● **SUPPLIED TEXT**
--------------------
In defence of the police

Why I won’t be weeping for Raoul Moat.

By Mehdi Hasan

For once, I have to disagree with my friend and colleague James Macintyre. Yesterday James wrote that Angus Moat, brother of the dead gunman Raoul Moat, “should be heard” and he condemned the “trigger-happy police force in this country”.

Let me address both these claims, which I consider to be a load of rubbish. First, “trigger-happy” police? Don’t get me wrong. I condemned and castigated the Met for the death of Jean-Charles de Menezes at the hands of CO19, as well as over the 2006 shooting of the brothers in Forest Gate. I think the number of deaths in police custody is still far too high. But “trigger-happy”?

For a start, the British police remain largely unarmed. And in the case of Moat, Northumbria Police have confirmed that “no shots were fired by police officers” and that “the suspect shot himself”. I’m sorry to have to point this out to James, but policemen using Tasers against an armed, wanted man, after a six-hour stand-off, can’t be described as “trigger-happy”. If you want to know what “trigger-happy” police look like, see here or here.
--------------------
● **DATA BLOCK**

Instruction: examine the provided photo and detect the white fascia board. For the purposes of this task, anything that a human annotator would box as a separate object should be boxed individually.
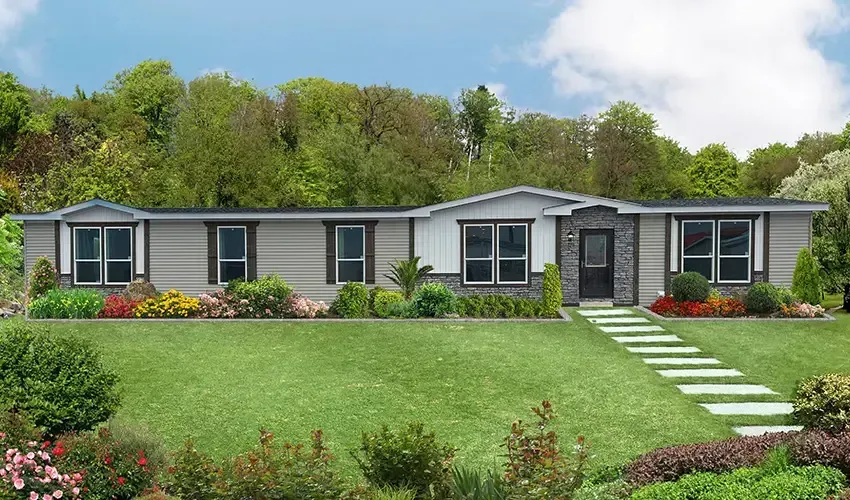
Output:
[144,212,410,221]
[619,203,829,214]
--------------------
● **REQUEST 1**
In the column, rewrite the stretch from "Let me address" through "here or here.", substituting "stun guns" for "Tasers".
● **REQUEST 2**
Answer these questions using the column:
(a) Who wrote it?
(b) According to Northumbria Police, who shot the suspect?
(c) How long did the stand-off last before police used Tasers?
The material was drawn from a separate source, unrelated to the column.

● **EXERCISE ANSWER 1**
Let me address both these claims, which I consider to be a load of rubbish. First, “trigger-happy” police? Don’t get me wrong. I condemned and castigated the Met for the death of Jean-Charles de Menezes at the hands of CO19, as well as over the 2006 shooting of the brothers in Forest Gate. I think the number of deaths in police custody is still far too high. But “trigger-happy”?

For a start, the British police remain largely unarmed. And in the case of Moat, Northumbria Police have confirmed that “no shots were fired by police officers” and that “the suspect shot himself”. I’m sorry to have to point this out to James, but policemen using stun guns against an armed, wanted man, after a six-hour stand-off, can’t be described as “trigger-happy”. If you want to know what “trigger-happy” police look like, see here or here.

● **EXERCISE ANSWER 2**
(a) Mehdi Hasan
(b) The suspect shot himself.
(c) Six hours